DOCUMENT PASSAGE —
● ● ● ● ● ● ●

The most popular structure for writing any story is the ‘three-act’ structure. It is an effective structure for plots, giving the reader an opportunity to learn about the characters and their motivations, to see how they develop and how their story ends. That in itself is what the three-act structure is all about.
Here’s how you can use it to your advantage!
What is the Three-Act Structure?
The Three-Act structure is popular in plays and film, but has become just as popular in writing. The structure gives the reader an opportunity to follow the story more easily, presenting a logical sequence of events and exposition without bogging the reader down in constant exposition or leaving them clueless as to what is happening.
In addition, it is a structure that helps the writer put their idea on paper easily. It gives them a time-line to place their stories, events, ordering ideas and developing the idea into a solid plot worthy of reading. It is for this reason it has done so well in movies and shows, but also helps writers structure and complete their novels.
I am going to explain what each act involves, starting with the first, but I would like to take this moment to explain the length of each act. If the story was divided into quarters, then the first act would be 1 quarter, the second act would be 2 quarters, the final act the final quarter.
What Happens in the First Act?
The first act consists of a series of introductions.
It is during this act you should have the bulk of your exposition, character introductions and world building. In short, you are setting the stage, establishing main characters and their relations. Once all these pieces have been established, then the inciting incident transpires, setting these pieces in motion.
It is very much like a tour guide greeting the reader in the museum lobby, explaining who they are and what the museum houses before leading them to the first exhibit.
The best way a writer, such as yourself, can take advantage of this act, is by summarising what the reader needs to know. Collect the necessary characters, where they are in life and show the reader. Let them know what their personalities are, how they know each other, what part they play in the world.
Once done, give them motivation with an inciting incident. There are many examples to choose from and you can present it anytime in the first act. You can start your mystery novel with a crime scene investigation right at the beginning, establishing the detectives motivation to catch the criminal. You can end the act with the same scene. (although, I personally recommend in this example that someone close to the detective is the victim, adding impact to their character and launching them straight into the second act.)
What Happens in the Second Act?
The second act contains the bulk of your story, but that does not mean that it is filled with padding. To take advantage of this act, you develop your characters and the plot.
How does one develop the characters and plot?
The protagonists have been presented with a problem in the first act. It can be anything, depending on the genre you have chosen. Your protagonist could be fighting a super villain, a criminal, a colleague, a disease or simply trying to get their life back together.
In the beginning, this seems like a tall order. The problem they have been presented with is not an easy one, otherwise the story wouldn’t be interesting. Yet it is through the events of the second act that the protagonist, and perhaps the antagonist, are developed. The protagonist grows stronger, and/or smarter and/or makes great friends along the way. The protagonist is learning something, growing to become a character that overcomes the obstacle they are facing.

● ● ● ● ● ● ●

SOURCE DATA —
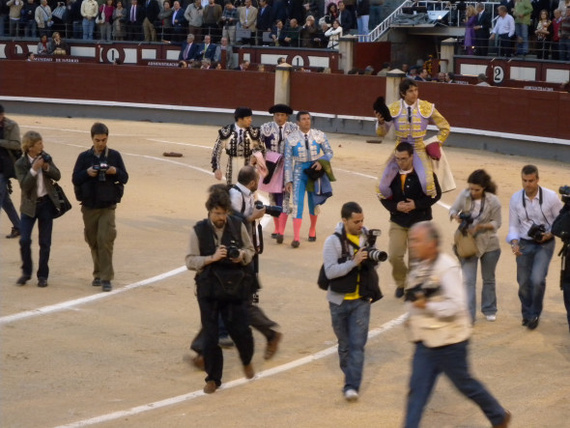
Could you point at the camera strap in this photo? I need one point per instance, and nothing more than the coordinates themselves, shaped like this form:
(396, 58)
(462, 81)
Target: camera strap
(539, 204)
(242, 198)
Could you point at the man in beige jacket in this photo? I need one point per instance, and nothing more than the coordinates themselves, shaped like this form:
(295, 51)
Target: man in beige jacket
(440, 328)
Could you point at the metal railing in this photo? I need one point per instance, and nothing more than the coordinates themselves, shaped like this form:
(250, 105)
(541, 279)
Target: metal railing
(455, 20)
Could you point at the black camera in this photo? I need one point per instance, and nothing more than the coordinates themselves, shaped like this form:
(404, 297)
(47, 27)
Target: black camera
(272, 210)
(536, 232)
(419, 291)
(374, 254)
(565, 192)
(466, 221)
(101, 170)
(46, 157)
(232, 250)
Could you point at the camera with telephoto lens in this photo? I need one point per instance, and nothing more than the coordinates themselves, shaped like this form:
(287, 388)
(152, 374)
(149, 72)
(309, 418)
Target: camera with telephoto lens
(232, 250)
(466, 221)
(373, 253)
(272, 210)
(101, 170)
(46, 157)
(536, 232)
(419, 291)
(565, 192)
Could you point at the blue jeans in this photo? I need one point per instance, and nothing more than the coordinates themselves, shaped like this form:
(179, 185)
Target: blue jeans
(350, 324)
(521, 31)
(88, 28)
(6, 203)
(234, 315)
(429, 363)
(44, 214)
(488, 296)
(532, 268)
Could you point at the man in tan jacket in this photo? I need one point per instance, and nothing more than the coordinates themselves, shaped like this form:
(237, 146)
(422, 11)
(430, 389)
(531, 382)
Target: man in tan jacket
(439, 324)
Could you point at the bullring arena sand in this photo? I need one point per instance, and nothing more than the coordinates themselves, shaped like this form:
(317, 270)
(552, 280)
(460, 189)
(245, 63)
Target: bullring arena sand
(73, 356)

● ● ● ● ● ● ●

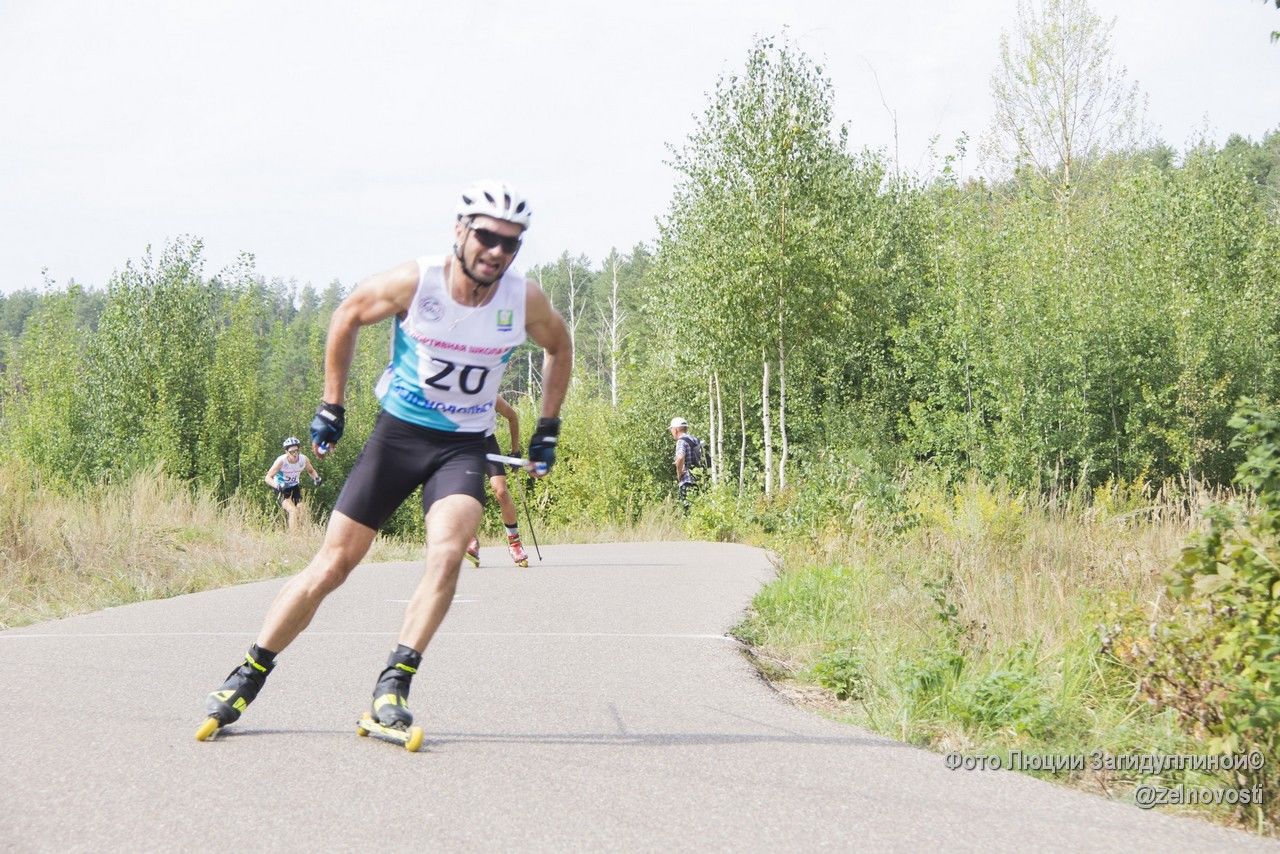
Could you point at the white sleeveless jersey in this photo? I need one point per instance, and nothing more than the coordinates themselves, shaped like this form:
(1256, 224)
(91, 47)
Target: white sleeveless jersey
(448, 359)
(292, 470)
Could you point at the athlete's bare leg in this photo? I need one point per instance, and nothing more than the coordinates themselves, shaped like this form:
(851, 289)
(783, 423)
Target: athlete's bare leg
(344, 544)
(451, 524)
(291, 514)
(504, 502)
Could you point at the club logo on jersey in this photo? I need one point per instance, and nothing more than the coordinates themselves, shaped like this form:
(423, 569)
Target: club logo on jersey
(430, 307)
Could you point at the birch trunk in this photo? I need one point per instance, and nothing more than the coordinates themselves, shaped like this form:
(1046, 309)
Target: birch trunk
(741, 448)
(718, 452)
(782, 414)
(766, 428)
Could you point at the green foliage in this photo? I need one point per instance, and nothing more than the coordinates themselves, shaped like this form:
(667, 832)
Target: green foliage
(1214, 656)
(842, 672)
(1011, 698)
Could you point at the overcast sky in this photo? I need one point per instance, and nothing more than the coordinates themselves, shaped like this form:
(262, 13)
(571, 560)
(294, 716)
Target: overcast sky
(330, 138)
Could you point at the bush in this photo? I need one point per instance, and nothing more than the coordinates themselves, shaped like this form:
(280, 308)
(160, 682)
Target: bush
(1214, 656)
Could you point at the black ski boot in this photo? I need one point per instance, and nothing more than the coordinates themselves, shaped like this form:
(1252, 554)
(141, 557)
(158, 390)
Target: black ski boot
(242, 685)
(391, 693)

● ● ● ● ● ● ●

REQUIRED ACTION 1 — In the passage on the three-act structure, what portion of the story does the second act take up?
REQUIRED ACTION 2 — Carry on the passage about the three-act structure from its final sentence.

ANSWER AREA 1 — Two quarters of the story.

ANSWER AREA 2 —
The end of the second act is usually one of two options: one, the protagonist fails due to their greatest failing, but persists in the final act or two, the protagonist overcomes their greatest failing before they even face their final test, finding themselves ready for the final act.
What Happens in the Final Act?
The final act begins, it is time for the protagonist to face the antagonist, whatever or whoever that may be.
The result of this final confrontation depends on what message you want to convey to your reader. For example, the protagonist does not need to defeat the villain in a climactic battle. A truce could be arranged, in which case the stress of the situation would be more on the emotional aspect than the physical aspect. The criminal is caught, the protagonist accepts their fatal disease, as do their friends and family, the protagonist gets their life on track and better than they ever hoped they would, etc.
The final act is a conclusion. You take advantage of this act by ending the story and tying off loose ends. The tricky part for many writers is the length of this final act. In essence, it should be no more than a few chapters, preferably equalling the length of the first act, but commonly it is shorter.
During this act, the reader wants to see what the result is of all that happened throughout the story and answer that question introduced in the first act. Does the protagonist find love? Does the protagonist overcome the obstacle? Does the antagonist get what’s coming to them?
Whether your protagonist wins or the antagonist wins, the story has an ending. You can use a final chapter or two to tie off loose ends, wrap side-plots and so on.
It is on that note that this article has reached its final act.
The three-act structure is popular for a reason. You can construct a simple story with this structure, you can construct a complex story with this structure. You can hit all the right notes with this structure, you can write a classic with this structure. It makes the story easier for you to construct and easier for your reader to follow.
If you have an idea you want to turn into a writable plot, then three-act structure will help you do just that.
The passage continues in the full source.